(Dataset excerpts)
········
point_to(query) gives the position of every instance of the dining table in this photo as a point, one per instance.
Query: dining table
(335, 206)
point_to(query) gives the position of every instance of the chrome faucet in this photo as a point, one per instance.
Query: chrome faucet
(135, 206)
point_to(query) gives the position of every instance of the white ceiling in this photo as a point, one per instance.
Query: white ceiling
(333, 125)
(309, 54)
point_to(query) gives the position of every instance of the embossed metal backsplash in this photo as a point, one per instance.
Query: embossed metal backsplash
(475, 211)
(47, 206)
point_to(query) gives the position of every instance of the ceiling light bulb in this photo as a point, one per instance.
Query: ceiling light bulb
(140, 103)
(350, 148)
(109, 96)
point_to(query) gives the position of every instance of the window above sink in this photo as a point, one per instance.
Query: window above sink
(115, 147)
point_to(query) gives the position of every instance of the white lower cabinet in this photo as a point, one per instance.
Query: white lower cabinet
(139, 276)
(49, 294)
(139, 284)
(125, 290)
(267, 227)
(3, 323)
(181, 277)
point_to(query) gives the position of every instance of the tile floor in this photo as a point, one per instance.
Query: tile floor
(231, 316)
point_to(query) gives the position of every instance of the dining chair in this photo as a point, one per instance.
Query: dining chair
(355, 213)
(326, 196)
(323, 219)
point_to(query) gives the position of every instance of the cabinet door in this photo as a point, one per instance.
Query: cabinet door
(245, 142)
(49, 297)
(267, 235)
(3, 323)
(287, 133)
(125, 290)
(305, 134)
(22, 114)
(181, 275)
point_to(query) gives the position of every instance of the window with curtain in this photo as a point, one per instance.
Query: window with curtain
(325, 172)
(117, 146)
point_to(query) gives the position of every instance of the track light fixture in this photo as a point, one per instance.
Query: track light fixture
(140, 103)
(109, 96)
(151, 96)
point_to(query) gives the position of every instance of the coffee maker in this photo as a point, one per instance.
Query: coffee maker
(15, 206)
········
Starting from the first line above, copy the data through to the last line exactly.

point_to(query) gives the position of every instance of the dining table in this photo as a point, one per instance.
Query: dining table
(335, 206)
point_to(query) gives the position of every instance of the chrome faucet in this photo as a point, one per instance.
Query: chrome faucet
(135, 206)
point_to(query) gives the position of every instance of the white ceiling in this photo as a point, one per instance.
Query: white ceiling
(333, 125)
(309, 54)
point_to(query) gives the position of every instance of the embossed metal backsplash in this photo as a point, one per instance.
Query: embossed metal backsplash
(475, 211)
(47, 206)
point_to(query) gives the position of every instance of the ceiling light bulb in this photo as a point, one per instance.
Query: ceiling light bulb
(140, 103)
(350, 148)
(109, 96)
point_to(query) gives the position of every instance of the window above sink in this photo as a point, one per instance.
Query: window above sink
(115, 147)
point_to(query) gives the position of every instance of the white lower cabinet in this photo as a point, one per instance.
Query: white lower cabinet
(139, 276)
(49, 294)
(139, 284)
(125, 290)
(267, 227)
(3, 323)
(181, 277)
point_to(query) gives the position of every instance of the tile floor in this photo as a point, one per instance.
Query: tile floor
(231, 316)
point_to(query) gives the position of every instance of the dining chair in this photo as a point, one per instance.
Query: dining chair
(355, 213)
(326, 196)
(323, 219)
point_to(query) gives the position of every instance of the cabinet door in this photo as a point, one per instance.
Query: cabinet door
(245, 142)
(49, 297)
(267, 235)
(3, 323)
(287, 133)
(125, 290)
(305, 134)
(22, 114)
(181, 275)
point_to(query) gives the position of every instance of the window with curtain in this photo as a point, one per instance.
Query: window with curtain
(325, 172)
(117, 146)
point_to(query) gives the position of every instance of the track light fixture in this photo as a point, one per instance.
Query: track light fixture
(140, 103)
(109, 96)
(151, 96)
point_to(query) gives the position of every instance of the coffee maker in this photo as a point, one per instance.
Query: coffee maker
(15, 206)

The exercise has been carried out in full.